= Selected extract =
NIESR’s Response to the Government’s Energy Bill Plan

Post Date
08 September, 2022
Reading Time
3 min read

NIESR Response to Energy Bill plan 

The announcement today of freezing the energy price cap at £2,500 per annum for a typical household for two years will help with the cost-of-living, but it is not sufficiently targeted and unnecessarily expensive compared with the variable price cap that NIESR has proposed. 

The new price cap will be noticeably higher than it was in April this year: the poorest households will face energy bills of £1,900 (a rise of £400 a year), which is unsustainable in terms of disposable income and savings. 

  • This policy is a universal subsidy that will disproportionately benefit the richest households who also have the highest energy consumption: this makes the policy inefficient and expensive, taking the total cost to between £100bn-150bn which is substantially greater than the cost of the furlough scheme during Covid. 
  • A much more cost-effective option would be a variable price cap (whereby the cost of energy per unit rises with usage): this would further cut the energy bills of the poorest and lower-income households, incentivise energy saving and could have paid for itself.

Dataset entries
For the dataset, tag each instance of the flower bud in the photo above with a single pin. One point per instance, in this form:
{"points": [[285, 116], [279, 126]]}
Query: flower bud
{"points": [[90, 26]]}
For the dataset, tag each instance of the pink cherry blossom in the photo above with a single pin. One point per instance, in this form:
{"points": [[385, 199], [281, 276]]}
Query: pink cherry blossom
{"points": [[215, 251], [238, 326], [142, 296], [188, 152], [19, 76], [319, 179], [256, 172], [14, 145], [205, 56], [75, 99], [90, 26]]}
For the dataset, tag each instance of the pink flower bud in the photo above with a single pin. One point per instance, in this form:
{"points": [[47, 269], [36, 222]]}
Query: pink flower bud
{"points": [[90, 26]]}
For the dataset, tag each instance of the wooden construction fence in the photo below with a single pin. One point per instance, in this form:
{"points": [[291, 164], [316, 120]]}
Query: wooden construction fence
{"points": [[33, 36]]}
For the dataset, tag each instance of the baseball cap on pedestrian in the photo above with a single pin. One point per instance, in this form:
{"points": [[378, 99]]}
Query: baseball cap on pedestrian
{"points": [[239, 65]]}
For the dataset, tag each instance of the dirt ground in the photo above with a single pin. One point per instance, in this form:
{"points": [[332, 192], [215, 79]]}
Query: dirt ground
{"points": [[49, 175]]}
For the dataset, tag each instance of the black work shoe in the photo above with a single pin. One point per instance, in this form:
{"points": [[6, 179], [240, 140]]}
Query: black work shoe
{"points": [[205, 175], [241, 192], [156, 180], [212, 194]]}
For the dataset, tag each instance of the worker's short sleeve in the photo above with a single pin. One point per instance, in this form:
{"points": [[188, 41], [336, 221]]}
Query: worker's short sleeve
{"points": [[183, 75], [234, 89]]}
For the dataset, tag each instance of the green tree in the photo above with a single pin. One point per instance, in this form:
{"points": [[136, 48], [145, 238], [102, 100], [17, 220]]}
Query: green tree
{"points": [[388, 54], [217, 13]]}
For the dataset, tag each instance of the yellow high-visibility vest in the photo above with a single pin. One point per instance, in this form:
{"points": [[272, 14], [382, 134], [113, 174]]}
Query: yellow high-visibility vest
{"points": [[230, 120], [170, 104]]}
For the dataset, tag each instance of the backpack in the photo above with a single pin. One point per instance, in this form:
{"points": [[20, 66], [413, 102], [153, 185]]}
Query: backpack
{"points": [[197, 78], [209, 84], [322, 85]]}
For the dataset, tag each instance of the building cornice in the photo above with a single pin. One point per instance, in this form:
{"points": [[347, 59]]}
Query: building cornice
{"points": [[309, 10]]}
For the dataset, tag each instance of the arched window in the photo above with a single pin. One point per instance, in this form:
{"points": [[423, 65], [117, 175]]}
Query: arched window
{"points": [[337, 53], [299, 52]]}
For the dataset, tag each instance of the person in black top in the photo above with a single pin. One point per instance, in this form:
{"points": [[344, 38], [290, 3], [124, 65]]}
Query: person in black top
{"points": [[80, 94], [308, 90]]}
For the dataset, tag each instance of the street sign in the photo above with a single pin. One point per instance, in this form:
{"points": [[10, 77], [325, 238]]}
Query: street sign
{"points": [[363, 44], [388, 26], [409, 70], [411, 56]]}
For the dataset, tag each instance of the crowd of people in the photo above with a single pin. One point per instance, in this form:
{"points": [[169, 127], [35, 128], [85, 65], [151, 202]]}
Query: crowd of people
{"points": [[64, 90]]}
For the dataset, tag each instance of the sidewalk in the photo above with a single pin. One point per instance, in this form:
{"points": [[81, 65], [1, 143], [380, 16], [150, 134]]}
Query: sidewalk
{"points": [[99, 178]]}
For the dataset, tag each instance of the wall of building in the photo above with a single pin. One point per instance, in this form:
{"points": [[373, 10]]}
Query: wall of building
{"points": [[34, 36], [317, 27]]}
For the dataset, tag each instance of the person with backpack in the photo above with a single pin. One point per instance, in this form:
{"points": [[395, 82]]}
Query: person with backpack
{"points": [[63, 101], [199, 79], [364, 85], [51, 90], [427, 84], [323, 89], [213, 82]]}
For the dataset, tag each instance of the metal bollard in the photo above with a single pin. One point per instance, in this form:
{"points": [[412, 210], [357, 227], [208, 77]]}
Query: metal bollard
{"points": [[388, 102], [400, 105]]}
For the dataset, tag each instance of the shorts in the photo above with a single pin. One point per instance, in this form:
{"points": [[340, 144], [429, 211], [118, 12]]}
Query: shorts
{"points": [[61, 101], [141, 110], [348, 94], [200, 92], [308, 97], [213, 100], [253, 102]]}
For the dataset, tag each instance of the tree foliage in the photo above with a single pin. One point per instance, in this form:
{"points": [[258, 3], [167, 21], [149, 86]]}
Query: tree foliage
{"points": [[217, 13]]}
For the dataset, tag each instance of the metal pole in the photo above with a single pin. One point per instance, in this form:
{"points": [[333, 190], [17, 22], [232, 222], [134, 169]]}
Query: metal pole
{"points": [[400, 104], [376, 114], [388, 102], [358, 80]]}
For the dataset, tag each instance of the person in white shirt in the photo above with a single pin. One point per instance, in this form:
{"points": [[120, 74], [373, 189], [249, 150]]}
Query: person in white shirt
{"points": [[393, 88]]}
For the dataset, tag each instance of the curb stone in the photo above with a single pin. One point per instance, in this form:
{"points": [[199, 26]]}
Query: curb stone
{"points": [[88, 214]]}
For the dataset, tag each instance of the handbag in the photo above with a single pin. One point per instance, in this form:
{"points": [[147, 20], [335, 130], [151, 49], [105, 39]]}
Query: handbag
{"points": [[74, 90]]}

= Goal of the exercise =
Continue the text on NIESR's response to the energy bill plan, picking up after its last bullet point.

= Output below =
The rise in the energy price cap from £1,900 to £3,549 was set to increase energy bills by 80%; limiting the rise to £2,500 means this is now only a 30% increase. However, this is still a further rise in the cost of energy, which means the poorest households will be £400 worse off and facing energy bills of nearly £2,000.  Although the scale of such an intervention is necessary and likely affordable, it is inefficient in helping those who are hardest hit by the rise in energy prices. The proposal is estimated to cost between £100-150bn and no detail has yet been given on how it will be funded. 

Our proposal of a variable price cap – whereby the cost of energy per unit rises with usage – would go further in cutting the bills for the poorest (as they use the least amount of energy) by raising the bills for the richest (who use the most). NIESR’s policy paper shows that this is affordable for the richest households and would have the effect of reducing energy bills for the poorest by 70 per cent.  

 As NIESR Director Jagjit Chadha said in a recent letter in the Financial Times, “what is needed is more imagination and less dogma”. 

 Max Mosley, an Economist at NIESR said:   

The Prime Minister’s energy plan is appropriate in terms of scale and ambition, but is needlessly inefficient and expensive. Its untargeted nature makes the currently unfunded proposal wasteful, which will put pressure on public finances, and for an unknown amount of time. There are better options, including a variable price cap that would gone further in lowering the bills for the poorest and could have even paid for itself.”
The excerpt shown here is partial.